[Region pointing data]
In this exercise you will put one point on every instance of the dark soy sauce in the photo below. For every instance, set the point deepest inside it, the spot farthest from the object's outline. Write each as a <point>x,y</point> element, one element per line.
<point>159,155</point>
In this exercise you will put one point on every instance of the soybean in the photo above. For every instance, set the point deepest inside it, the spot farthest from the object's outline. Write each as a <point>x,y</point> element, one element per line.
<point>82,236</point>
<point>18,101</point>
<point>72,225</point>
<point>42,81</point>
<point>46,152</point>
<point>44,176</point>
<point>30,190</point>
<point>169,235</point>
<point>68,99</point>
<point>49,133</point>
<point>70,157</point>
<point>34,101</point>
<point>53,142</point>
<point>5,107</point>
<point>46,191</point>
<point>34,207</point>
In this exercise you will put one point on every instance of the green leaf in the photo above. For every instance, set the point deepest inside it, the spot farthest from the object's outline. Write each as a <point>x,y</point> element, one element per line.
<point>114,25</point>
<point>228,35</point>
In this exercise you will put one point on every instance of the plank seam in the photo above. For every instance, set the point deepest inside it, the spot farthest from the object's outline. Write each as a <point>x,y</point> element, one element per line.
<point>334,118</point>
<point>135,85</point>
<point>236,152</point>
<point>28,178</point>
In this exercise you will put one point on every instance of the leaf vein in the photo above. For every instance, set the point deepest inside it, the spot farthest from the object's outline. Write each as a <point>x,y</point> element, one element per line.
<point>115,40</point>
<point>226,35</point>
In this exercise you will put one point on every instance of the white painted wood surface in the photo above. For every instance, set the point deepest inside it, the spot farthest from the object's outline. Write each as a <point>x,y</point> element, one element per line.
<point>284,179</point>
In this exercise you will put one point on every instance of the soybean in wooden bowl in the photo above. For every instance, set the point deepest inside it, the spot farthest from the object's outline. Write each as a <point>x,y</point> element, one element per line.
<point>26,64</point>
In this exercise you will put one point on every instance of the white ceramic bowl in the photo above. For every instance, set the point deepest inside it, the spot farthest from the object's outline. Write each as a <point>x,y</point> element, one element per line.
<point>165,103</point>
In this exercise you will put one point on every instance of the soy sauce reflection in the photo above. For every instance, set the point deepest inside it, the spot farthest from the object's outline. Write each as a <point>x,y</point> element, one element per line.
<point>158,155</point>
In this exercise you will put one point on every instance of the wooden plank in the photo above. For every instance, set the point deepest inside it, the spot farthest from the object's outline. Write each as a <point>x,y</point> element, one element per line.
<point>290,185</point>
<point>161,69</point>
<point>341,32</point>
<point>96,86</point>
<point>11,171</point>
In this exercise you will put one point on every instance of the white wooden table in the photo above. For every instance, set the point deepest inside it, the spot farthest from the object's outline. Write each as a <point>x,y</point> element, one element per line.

### YOUR GOAL
When you reach the line containing "the soy sauce" in the data above, retype it and each line after it through the final one, exactly as written.

### COMPLETED TASK
In this exercise you will put one point on every instance of the soy sauce reflection in the photo above. For every instance, set the point deepest inside it, the spot farthest from the object's outline. Write each as a <point>x,y</point> element, one element per line.
<point>158,155</point>
In this exercise you will put one point on every instance of the wooden plank in the photo above. For every instance, set the point deepest inside it, the spot farthest from the object's outline. Write each as a <point>x,y</point> element, one element per line.
<point>290,185</point>
<point>161,69</point>
<point>341,32</point>
<point>96,86</point>
<point>11,171</point>
In this exercise you will put one point on every instance of the white wooden table in the photo above. For every instance, set the point deepest inside it, the spot farthest from the object's outline. Write each as a <point>x,y</point> element, one element per line.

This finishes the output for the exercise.